**Texto proporcionado**
Sandel, M. J. (2020). La tiranía del mérito. ¿Qué ha sido del bien común? Barcelona: Debate.
Su autor, bien conocido en los ámbitos internacionales, también lo es dentro de España, como pone de manifiesto la concesión del Premio Príncipe de Asturias de las Ciencias Sociales en 2018. Partiendo de la dura realidad que nos está tocando vivir (la pandemia del SARS-CoV-2) constata nuestra patente vulnerabilidad y la necesidad imperiosa de recurrir al bastante arrinconado bien común (concepción cívica del bien común), dada nuestra dependencia mutua y las bien documentadas desigualdades sociales (de renta –riqueza- y de estima social).
La tesis central del libro es que la meritocracia, considerada hasta ahora como el eje central de cualquier sociedad democrática avanzada y justa, necesita una profunda revisión, pues tal vez cobije bajo sus connotaciones tan sumamente positivas unas realidades que poco se corresponden con el valor de desiderátum concedido por nuestras sociedades actuales (es fuente de discordia social garantizada).
Quienes gracias al esfuerzo y a sus aptitudes triunfan en una meritocracia competitiva acumulan deudas (reverso oscuro) que la propia competencia se encarga de esconder. La finalidad específica de esta obra será justamente su develamiento: poner de manifiesto el carácter tóxico del mérito (su doble tiranía, para los de arriba y para los de abajo; mezquino con los perdedores y opresivo con los ganadores), es decir, deshacer el mito meritocrático (distopía, viacrucis meritocrático, epidemia oculta de perfeccionismo).

**Datos analizados**
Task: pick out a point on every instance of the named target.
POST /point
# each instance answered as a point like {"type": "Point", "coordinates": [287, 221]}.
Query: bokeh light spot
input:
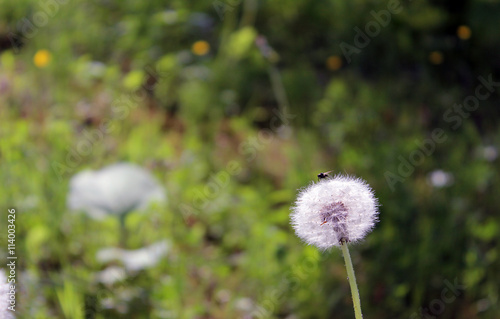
{"type": "Point", "coordinates": [334, 63]}
{"type": "Point", "coordinates": [463, 32]}
{"type": "Point", "coordinates": [200, 47]}
{"type": "Point", "coordinates": [42, 58]}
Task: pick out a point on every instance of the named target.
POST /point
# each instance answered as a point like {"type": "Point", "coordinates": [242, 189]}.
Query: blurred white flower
{"type": "Point", "coordinates": [332, 209]}
{"type": "Point", "coordinates": [440, 178]}
{"type": "Point", "coordinates": [138, 259]}
{"type": "Point", "coordinates": [5, 313]}
{"type": "Point", "coordinates": [114, 190]}
{"type": "Point", "coordinates": [111, 275]}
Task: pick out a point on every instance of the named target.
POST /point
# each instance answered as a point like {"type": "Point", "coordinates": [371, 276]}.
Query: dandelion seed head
{"type": "Point", "coordinates": [342, 207]}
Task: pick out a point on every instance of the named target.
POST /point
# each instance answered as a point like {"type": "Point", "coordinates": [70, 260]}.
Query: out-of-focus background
{"type": "Point", "coordinates": [233, 105]}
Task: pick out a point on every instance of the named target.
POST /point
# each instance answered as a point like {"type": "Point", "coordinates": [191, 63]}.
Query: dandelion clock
{"type": "Point", "coordinates": [115, 190]}
{"type": "Point", "coordinates": [333, 212]}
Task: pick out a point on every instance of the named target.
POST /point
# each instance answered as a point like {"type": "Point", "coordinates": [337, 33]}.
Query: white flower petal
{"type": "Point", "coordinates": [334, 208]}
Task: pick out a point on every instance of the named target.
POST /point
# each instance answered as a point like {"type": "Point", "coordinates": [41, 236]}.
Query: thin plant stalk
{"type": "Point", "coordinates": [352, 281]}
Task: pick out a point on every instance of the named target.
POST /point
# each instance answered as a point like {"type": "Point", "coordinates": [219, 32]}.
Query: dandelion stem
{"type": "Point", "coordinates": [352, 281]}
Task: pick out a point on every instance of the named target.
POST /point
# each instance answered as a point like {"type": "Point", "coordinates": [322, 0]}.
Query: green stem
{"type": "Point", "coordinates": [352, 281]}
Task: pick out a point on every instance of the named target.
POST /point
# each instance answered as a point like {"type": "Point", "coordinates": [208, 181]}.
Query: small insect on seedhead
{"type": "Point", "coordinates": [324, 175]}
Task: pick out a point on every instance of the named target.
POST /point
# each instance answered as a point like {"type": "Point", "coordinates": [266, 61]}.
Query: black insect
{"type": "Point", "coordinates": [324, 175]}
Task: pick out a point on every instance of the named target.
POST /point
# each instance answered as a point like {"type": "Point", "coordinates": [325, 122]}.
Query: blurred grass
{"type": "Point", "coordinates": [193, 119]}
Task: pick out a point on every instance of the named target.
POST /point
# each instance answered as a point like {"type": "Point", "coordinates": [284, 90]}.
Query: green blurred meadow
{"type": "Point", "coordinates": [234, 105]}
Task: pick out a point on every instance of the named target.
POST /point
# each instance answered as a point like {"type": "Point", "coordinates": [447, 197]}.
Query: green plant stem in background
{"type": "Point", "coordinates": [352, 281]}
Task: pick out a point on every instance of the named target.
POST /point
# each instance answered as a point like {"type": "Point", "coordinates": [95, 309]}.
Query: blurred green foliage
{"type": "Point", "coordinates": [206, 114]}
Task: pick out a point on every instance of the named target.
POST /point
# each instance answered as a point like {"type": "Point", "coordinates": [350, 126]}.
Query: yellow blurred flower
{"type": "Point", "coordinates": [463, 32]}
{"type": "Point", "coordinates": [334, 63]}
{"type": "Point", "coordinates": [436, 57]}
{"type": "Point", "coordinates": [200, 47]}
{"type": "Point", "coordinates": [42, 58]}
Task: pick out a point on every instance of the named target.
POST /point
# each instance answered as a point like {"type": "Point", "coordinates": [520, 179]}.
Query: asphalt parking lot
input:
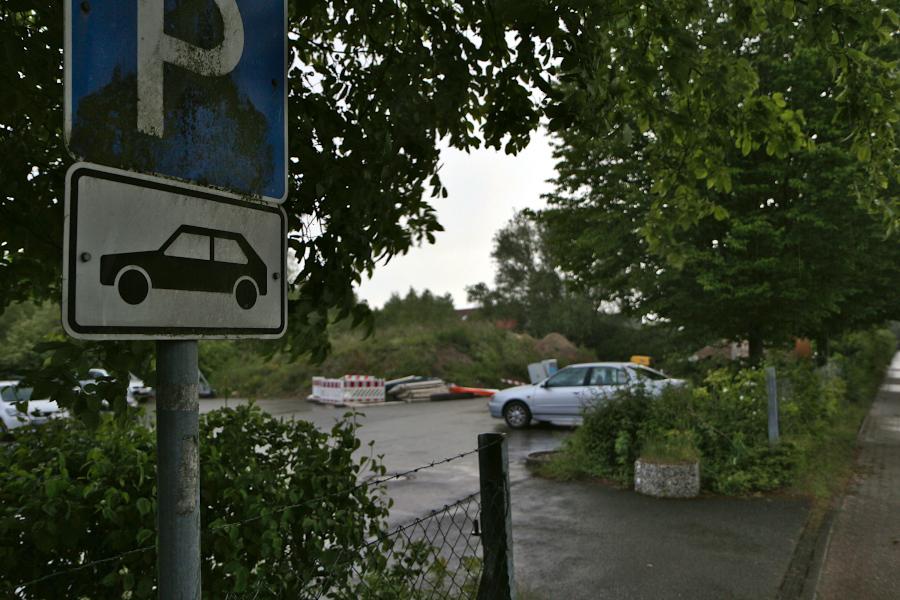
{"type": "Point", "coordinates": [578, 540]}
{"type": "Point", "coordinates": [412, 435]}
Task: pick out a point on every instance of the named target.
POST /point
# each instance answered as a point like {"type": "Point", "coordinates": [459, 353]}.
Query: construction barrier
{"type": "Point", "coordinates": [364, 389]}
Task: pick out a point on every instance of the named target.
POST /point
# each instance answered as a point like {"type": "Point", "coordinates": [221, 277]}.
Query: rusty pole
{"type": "Point", "coordinates": [178, 470]}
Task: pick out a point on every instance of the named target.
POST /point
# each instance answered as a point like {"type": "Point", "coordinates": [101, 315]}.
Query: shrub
{"type": "Point", "coordinates": [725, 420]}
{"type": "Point", "coordinates": [674, 446]}
{"type": "Point", "coordinates": [280, 505]}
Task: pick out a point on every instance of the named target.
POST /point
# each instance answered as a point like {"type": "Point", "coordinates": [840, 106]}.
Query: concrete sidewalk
{"type": "Point", "coordinates": [862, 559]}
{"type": "Point", "coordinates": [588, 541]}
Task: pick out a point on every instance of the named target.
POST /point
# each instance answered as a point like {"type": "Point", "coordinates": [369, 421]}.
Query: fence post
{"type": "Point", "coordinates": [497, 575]}
{"type": "Point", "coordinates": [772, 389]}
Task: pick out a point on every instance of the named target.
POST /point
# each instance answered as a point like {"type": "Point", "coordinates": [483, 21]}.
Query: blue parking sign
{"type": "Point", "coordinates": [194, 90]}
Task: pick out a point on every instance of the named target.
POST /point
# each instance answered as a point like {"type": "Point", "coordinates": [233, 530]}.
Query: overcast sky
{"type": "Point", "coordinates": [486, 188]}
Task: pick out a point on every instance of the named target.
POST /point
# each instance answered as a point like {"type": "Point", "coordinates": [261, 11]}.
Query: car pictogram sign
{"type": "Point", "coordinates": [145, 259]}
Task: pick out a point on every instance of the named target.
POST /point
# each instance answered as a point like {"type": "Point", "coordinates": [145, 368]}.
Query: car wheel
{"type": "Point", "coordinates": [133, 285]}
{"type": "Point", "coordinates": [245, 293]}
{"type": "Point", "coordinates": [517, 415]}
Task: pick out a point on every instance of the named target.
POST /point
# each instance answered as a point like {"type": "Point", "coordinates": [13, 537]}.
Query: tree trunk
{"type": "Point", "coordinates": [756, 347]}
{"type": "Point", "coordinates": [823, 349]}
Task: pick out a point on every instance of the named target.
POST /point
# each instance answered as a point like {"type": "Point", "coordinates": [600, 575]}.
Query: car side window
{"type": "Point", "coordinates": [189, 245]}
{"type": "Point", "coordinates": [608, 376]}
{"type": "Point", "coordinates": [645, 374]}
{"type": "Point", "coordinates": [568, 377]}
{"type": "Point", "coordinates": [225, 250]}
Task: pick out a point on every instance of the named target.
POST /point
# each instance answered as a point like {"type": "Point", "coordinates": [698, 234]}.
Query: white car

**Consigna 1**
Responde estas preguntas con lo que dice la reseña de La tiranía del mérito.
(a) ¿Qué premio recibió el autor y en qué año?
(b) Según la tesis central del libro, ¿qué necesita la meritocracia?
(c) ¿Cómo es el mérito con los perdedores y cómo es con los ganadores?
**Consigna 2**
Continúa la reseña de La tiranía del mérito a partir de su último párrafo.

**Respuesta 1**
(a) El Premio Príncipe de Asturias de las Ciencias Sociales, en 2018.
(b) Necesita una profunda revisión.
(c) Es mezquino con los perdedores y opresivo con los ganadores.

**Respuesta 2**
El principio del mérito (del buen mérito: el que supone entrar por la puerta principal –no por las laterales o por la de atrás- allá donde nuestros sueños aspiren a llegar) asume que todo depende de dos factores fundamentales que se hallan dentro de la persona: sus esfuerzos y sus aptitudes –talentos-. Es la clave de los ganadoresy de los perdedores, a escala personal, institucional o social: estar en el lado correcto o equivocado de la historia. Es también el sólido pilar de las actitudes (fe en la posibilidad de la plena movilidad ascendente: You can make it if you try –lo puedes lograr si lo intentas-, meritócratas acérrimos). Éstas son positivas, hacia los ganadores (éxito, retórica del ascenso social, desprecio a los fracasados –tiranía del mérito-, soberbia –falta de gratitud, insufrible engreimiento-, santificación o virtud) y negativas, hacia los perdedores (desempoderamiento, humillación, denigración, resentimiento, consideración de cómplices de su personal infortunio, pérdida de reconocimiento y estima).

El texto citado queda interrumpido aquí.